* _Goal_
In the fraud detection text, substitute "legit" for "non_fraud" in the passage starting at "## Consider only" and ending at "with maximum information.", then write that passage out again.

One of the biggest challenge of this problem is that the **target is imbalanced** as only ** %** cases are fraud transactions. But the advantage of the representation learning approach is that it is still able to handle such imbalance nature of the problems. We will look how.  For our use-case let's take only about 1000 rows of non-fraud transactions. 

## Consider only 1000 rows of non fraud cases

In [None]:
# We consider Fraud Like "1" and Not Fraud like "0"
non_fraud = data[data['Class'] == 0].sample(1000)
fraud = data[data['Class'] == 1]

df = non_fraud.append(fraud).sample(frac=1).reset_index(drop=True)
X = df.drop(['Class'], axis = 1).values
Y = df["Class"].values

## 2. Visualize Fraud and NonFraud Transactions 

Let's visualize the nature of fraud and non-fraud transactions using T-SNE. T-SNE (t-Distributed Stochastic Neighbor Embedding) is a dataset decomposition technique which reduced the dimentions of data and produces only top n components with maximum information.

* _Given information_
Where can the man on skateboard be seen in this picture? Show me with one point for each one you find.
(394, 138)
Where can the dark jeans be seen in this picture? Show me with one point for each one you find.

* _Solved problem_
## Consider only 1000 rows of non fraud cases

In [None]:
# We consider Fraud Like "1" and Not Fraud like "0"
legit = data[data['Class'] == 0].sample(1000)
fraud = data[data['Class'] == 1]

df = legit.append(fraud).sample(frac=1).reset_index(drop=True)
X = df.drop(['Class'], axis = 1).values
Y = df["Class"].values

## 2. Visualize Fraud and NonFraud Transactions 

Let's visualize the nature of fraud and non-fraud transactions using T-SNE. T-SNE (t-Distributed Stochastic Neighbor Embedding) is a dataset decomposition technique which reduced the dimentions of data and produces only top n components with maximum information.